■ **TASK INSTRUCTIONS**: Write out every one of the following items line for line, without changing anything.

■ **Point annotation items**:
-*-*-
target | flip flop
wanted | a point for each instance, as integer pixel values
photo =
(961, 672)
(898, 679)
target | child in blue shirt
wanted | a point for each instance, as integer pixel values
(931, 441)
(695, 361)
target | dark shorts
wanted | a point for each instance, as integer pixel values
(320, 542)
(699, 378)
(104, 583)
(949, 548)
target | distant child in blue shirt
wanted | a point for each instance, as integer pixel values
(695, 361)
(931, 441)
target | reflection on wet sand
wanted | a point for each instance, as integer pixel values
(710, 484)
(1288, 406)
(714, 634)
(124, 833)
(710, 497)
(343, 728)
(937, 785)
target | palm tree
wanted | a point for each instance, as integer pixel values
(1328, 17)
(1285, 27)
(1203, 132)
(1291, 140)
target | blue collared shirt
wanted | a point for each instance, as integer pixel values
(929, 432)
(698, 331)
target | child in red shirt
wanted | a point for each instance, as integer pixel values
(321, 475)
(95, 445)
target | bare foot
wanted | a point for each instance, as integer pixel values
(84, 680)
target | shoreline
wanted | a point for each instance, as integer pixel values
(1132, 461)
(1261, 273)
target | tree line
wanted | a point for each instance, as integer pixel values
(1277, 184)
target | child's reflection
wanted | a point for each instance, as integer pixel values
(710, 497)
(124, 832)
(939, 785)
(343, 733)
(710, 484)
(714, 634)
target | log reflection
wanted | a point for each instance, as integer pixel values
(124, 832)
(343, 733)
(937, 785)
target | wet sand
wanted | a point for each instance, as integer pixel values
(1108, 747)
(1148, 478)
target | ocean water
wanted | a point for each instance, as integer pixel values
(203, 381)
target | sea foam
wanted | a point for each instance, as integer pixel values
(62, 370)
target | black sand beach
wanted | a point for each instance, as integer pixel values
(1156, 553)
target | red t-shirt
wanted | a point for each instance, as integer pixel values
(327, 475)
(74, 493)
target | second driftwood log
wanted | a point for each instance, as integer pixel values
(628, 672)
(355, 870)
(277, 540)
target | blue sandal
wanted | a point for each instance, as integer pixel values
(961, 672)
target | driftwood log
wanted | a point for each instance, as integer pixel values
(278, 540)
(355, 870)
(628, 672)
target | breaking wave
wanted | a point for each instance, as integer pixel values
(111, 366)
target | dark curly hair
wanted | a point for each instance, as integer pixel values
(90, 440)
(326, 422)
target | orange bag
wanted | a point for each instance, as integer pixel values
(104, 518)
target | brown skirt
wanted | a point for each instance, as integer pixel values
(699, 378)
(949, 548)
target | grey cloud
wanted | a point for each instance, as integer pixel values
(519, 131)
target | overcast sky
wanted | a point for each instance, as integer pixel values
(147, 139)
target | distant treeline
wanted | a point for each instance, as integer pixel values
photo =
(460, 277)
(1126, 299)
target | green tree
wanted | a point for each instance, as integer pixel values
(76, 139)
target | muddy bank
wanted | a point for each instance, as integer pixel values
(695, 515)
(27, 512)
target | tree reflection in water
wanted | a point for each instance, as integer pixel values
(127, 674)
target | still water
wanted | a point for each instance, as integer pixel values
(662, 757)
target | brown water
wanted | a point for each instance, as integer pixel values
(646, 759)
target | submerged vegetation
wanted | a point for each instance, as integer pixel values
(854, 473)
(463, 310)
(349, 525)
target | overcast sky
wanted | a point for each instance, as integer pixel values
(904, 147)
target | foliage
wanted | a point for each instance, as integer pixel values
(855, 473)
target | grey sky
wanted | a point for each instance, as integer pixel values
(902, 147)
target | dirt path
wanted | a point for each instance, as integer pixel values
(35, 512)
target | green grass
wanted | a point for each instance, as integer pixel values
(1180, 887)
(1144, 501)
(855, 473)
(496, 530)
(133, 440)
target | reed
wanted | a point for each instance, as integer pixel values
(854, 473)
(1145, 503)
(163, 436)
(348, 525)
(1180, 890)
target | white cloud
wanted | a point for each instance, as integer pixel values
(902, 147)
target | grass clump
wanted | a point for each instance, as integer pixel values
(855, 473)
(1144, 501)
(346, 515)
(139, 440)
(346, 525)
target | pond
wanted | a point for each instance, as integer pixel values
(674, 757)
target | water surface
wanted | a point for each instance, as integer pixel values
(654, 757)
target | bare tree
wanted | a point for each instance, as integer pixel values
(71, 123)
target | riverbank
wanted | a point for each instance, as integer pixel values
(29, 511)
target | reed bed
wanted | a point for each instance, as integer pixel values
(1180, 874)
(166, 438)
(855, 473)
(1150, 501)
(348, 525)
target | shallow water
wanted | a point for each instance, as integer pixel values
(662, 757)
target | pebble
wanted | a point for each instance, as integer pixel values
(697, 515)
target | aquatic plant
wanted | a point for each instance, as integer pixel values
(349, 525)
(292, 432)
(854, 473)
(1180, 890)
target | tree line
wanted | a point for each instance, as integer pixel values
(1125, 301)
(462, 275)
-*-*-
■ **TASK RESPONSE**:
target | flip flop
wanted | a point for each instance, as integer pixel values
photo =
(961, 672)
(898, 679)
target | child in blue shirt
wanted | a point for each instance, as integer pixel values
(931, 441)
(695, 361)
target | dark shorts
wanted | a point for each instance, as integer pixel values
(320, 542)
(699, 378)
(104, 583)
(949, 548)
target | distant child in blue shirt
wanted | a point for each instance, as integer pixel values
(695, 361)
(931, 441)
target | reflection on wet sand
wanted | a point for each instance, as integer pixel values
(710, 484)
(1288, 406)
(714, 634)
(124, 833)
(710, 497)
(343, 728)
(937, 785)
target | palm tree
wanted | a point for each instance, as integer pixel values
(1328, 17)
(1285, 27)
(1203, 132)
(1291, 140)
target | blue collared shirt
wanted | a point for each instance, as integer pixel values
(929, 432)
(698, 331)
target | child in red shirt
wanted | a point for each instance, as integer pixel values
(321, 475)
(95, 445)
target | bare foot
wanted | a point for each instance, as integer pixel values
(84, 680)
target | shoreline
wanted | a point for each instance, as integer pixel values
(1132, 461)
(1261, 273)
target | tree line
wanted | a point for each instance, as integer pixel values
(1277, 184)
target | child's reflection
wanted | a point for each instance, as integer pixel values
(710, 497)
(124, 832)
(939, 785)
(343, 733)
(710, 484)
(714, 634)
target | log reflection
wanted | a point for each instance, as integer pixel values
(124, 832)
(343, 733)
(937, 785)
target | wet sand
wanted | a point for each instance, as integer pixel values
(1108, 747)
(1148, 478)
target | ocean water
wanted | a point for each instance, as integer pixel values
(203, 381)
target | sea foam
wanted | a point for each instance, as integer pixel values
(62, 370)
target | black sand beach
wanted | a point for each instance, as integer pixel values
(1156, 553)
target | red t-shirt
wanted | a point for each instance, as integer pixel values
(327, 475)
(74, 493)
target | second driftwood log
wanted | a point for each instance, as integer pixel values
(628, 672)
(355, 870)
(277, 540)
target | blue sandal
wanted | a point for each instance, as integer pixel values
(961, 672)
target | driftwood log
wanted | a point for each instance, as integer pixel values
(278, 540)
(355, 870)
(628, 672)
target | breaking wave
wanted | a point for each instance, as integer pixel values
(111, 366)
target | dark curly hair
wanted | a point for each instance, as integer pixel values
(90, 440)
(326, 422)
target | orange bag
wanted | a point for each instance, as integer pixel values
(104, 518)
target | brown skirt
wanted | a point for each instance, as integer pixel values
(699, 378)
(949, 548)
target | grey cloud
wanted | a point for each instance, as integer pixel values
(519, 131)
target | overcast sky
wanted | a point for each instance, as integer pixel values
(147, 139)
target | distant treeline
wanted | a point for each instance, as integer pixel values
photo =
(460, 277)
(1126, 299)
target | green tree
wanted | a point for each instance, as integer pixel values
(76, 139)
target | muddy bank
wanted | a point for each instance, as integer pixel values
(695, 515)
(27, 512)
target | tree reflection in water
wanted | a point for each instance, as integer pixel values
(127, 674)
target | still water
wanted | a point for each instance, as integer pixel values
(662, 757)
target | brown water
wanted | a point for each instance, as integer pixel values
(646, 759)
target | submerged vegetation
wanted | a point for each instance, as integer pixel values
(854, 473)
(463, 310)
(349, 525)
target | overcast sky
wanted | a point for each instance, as integer pixel values
(904, 147)
target | foliage
wanted | a point for each instance, as integer pixel values
(855, 473)
target | grey sky
wanted | a point for each instance, as integer pixel values
(902, 147)
target | dirt path
wanted | a point for each instance, as integer pixel values
(35, 512)
target | green grass
wanted | a point for each instance, as integer pixel values
(1180, 887)
(1144, 501)
(855, 473)
(496, 530)
(133, 440)
target | reed
wanted | a point for each instance, as integer pixel values
(854, 473)
(1145, 503)
(163, 436)
(348, 525)
(1180, 890)
target | white cloud
wanted | a point for each instance, as integer pixel values
(902, 147)
target | grass clump
wanted | a point for each instance, as integer pixel values
(855, 473)
(1144, 501)
(346, 515)
(139, 440)
(346, 525)
target | pond
wanted | a point for each instance, as integer pixel values
(674, 757)
target | water surface
wanted | a point for each instance, as integer pixel values
(654, 757)
target | bare tree
wanted | a point for each instance, as integer pixel values
(71, 123)
target | riverbank
wanted | a point for each instance, as integer pixel values
(29, 511)
target | reed bed
wanted | a point for each instance, as integer pixel values
(1180, 874)
(166, 438)
(855, 473)
(1150, 501)
(348, 525)
target | shallow water
wanted | a point for each instance, as integer pixel values
(662, 757)
target | pebble
wanted | a point for each instance, as integer pixel values
(697, 515)
target | aquatic plant
wanted | a point for each instance, as integer pixel values
(349, 525)
(292, 432)
(854, 473)
(1180, 890)
target | tree line
wanted | a point for each instance, as integer pixel values
(1125, 301)
(462, 275)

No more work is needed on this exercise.